* _Exercise instructions_
Please copy each line from the entries that contains the string "target".

--- Source data ---

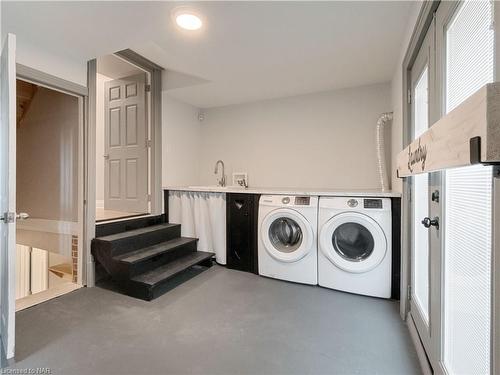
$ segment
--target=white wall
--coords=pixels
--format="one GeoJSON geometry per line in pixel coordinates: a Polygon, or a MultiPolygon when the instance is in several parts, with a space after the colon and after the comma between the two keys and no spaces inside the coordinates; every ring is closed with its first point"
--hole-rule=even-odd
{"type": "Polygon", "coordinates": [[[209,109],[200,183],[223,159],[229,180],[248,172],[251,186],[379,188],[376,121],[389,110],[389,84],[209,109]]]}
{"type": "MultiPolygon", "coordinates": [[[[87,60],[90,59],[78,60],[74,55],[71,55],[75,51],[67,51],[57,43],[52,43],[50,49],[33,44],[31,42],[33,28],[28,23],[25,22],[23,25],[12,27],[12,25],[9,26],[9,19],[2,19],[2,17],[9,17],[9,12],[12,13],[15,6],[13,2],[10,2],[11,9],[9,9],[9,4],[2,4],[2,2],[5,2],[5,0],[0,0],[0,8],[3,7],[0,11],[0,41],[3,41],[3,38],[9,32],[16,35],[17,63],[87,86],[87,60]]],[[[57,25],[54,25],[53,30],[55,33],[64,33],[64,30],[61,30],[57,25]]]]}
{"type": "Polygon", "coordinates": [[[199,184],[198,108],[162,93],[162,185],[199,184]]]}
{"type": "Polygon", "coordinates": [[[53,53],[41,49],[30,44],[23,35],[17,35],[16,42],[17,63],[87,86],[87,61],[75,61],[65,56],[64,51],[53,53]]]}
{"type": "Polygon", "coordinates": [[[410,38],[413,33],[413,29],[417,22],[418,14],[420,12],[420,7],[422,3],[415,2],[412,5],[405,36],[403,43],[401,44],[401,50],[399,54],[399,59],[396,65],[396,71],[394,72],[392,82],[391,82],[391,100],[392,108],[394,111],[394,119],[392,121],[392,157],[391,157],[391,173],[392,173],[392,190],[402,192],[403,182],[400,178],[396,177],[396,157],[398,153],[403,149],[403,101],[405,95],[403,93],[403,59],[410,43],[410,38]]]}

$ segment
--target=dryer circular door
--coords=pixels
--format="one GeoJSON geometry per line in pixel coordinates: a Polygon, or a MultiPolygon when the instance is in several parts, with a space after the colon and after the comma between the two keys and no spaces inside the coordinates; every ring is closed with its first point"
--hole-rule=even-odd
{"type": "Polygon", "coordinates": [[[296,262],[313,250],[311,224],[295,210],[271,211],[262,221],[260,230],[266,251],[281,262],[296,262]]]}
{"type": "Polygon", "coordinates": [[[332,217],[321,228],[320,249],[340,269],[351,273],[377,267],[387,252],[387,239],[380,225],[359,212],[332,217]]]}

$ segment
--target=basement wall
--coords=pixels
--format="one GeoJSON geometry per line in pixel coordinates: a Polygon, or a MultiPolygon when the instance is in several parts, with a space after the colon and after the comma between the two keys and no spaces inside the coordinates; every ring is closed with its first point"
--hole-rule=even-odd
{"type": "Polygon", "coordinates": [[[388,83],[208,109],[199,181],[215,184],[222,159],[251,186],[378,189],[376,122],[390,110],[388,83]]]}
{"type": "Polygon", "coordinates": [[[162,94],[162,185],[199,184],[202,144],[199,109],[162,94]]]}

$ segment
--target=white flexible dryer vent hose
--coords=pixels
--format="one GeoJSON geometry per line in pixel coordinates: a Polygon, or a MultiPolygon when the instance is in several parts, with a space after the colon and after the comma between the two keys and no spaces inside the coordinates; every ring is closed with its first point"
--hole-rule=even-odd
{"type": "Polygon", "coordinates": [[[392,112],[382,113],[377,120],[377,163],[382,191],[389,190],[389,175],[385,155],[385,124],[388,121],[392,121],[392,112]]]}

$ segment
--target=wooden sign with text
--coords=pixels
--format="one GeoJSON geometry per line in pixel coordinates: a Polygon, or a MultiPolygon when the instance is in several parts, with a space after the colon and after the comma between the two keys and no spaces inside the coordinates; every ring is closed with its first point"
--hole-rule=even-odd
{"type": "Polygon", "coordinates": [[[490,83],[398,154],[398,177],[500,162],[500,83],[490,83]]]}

---
--- Source data ---

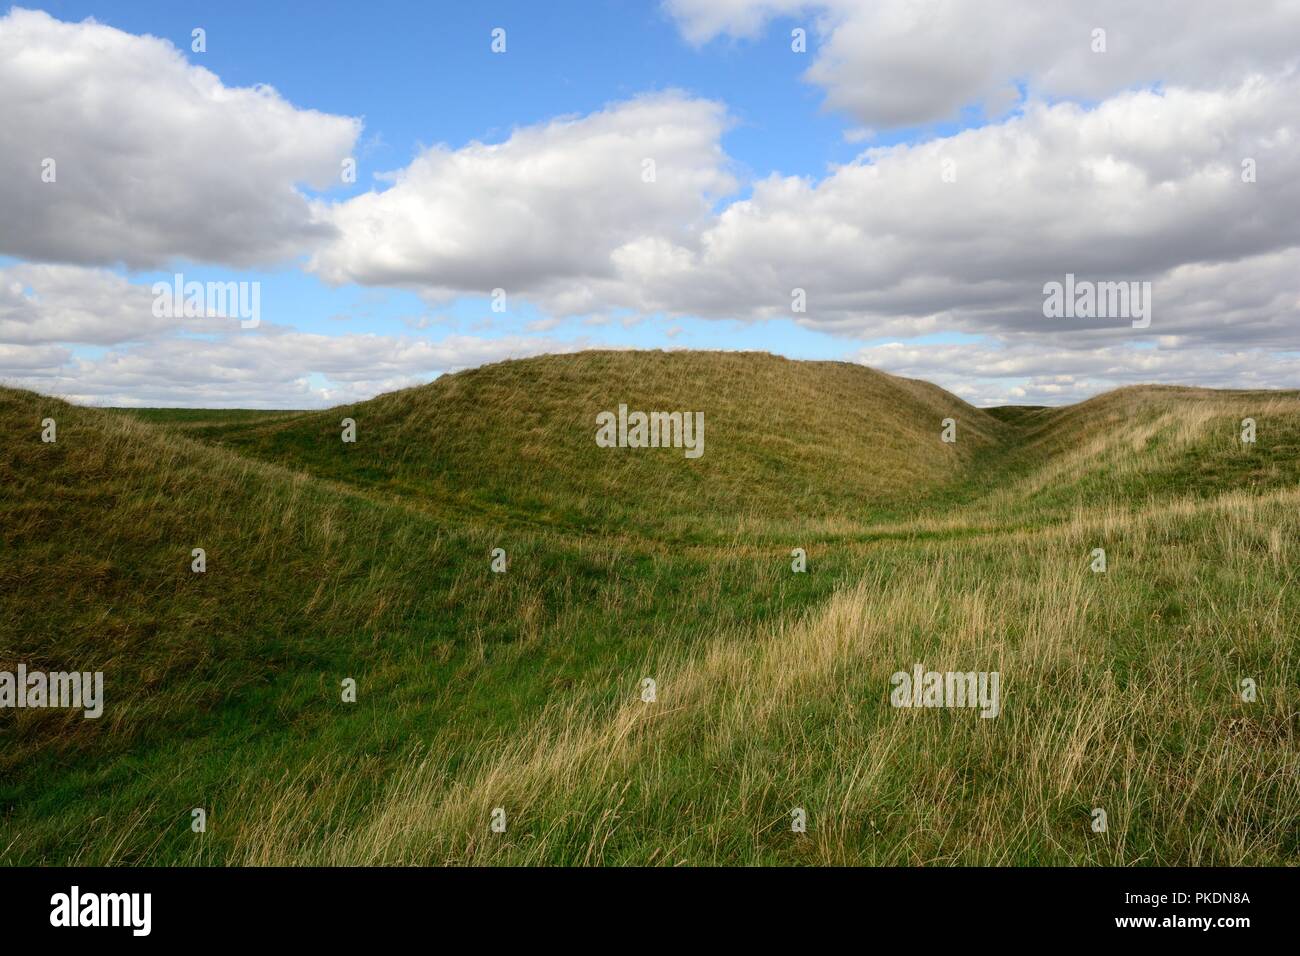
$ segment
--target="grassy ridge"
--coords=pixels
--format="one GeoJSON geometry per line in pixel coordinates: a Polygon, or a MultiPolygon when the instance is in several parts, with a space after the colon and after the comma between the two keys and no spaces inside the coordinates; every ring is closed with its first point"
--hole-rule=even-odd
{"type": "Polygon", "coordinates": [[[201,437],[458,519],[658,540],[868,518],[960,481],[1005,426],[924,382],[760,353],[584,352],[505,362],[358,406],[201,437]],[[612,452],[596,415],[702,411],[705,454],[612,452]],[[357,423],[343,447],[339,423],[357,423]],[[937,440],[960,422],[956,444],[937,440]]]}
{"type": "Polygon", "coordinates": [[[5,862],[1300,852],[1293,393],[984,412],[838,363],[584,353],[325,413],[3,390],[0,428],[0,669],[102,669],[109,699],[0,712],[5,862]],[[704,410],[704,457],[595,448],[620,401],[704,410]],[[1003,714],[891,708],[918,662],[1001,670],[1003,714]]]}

---

* _Result for this exercise_
--target=white wall
--target=dryer circular door
--target=basement wall
--target=white flexible dryer vent hose
--target=wooden sign with text
--target="grassy ridge"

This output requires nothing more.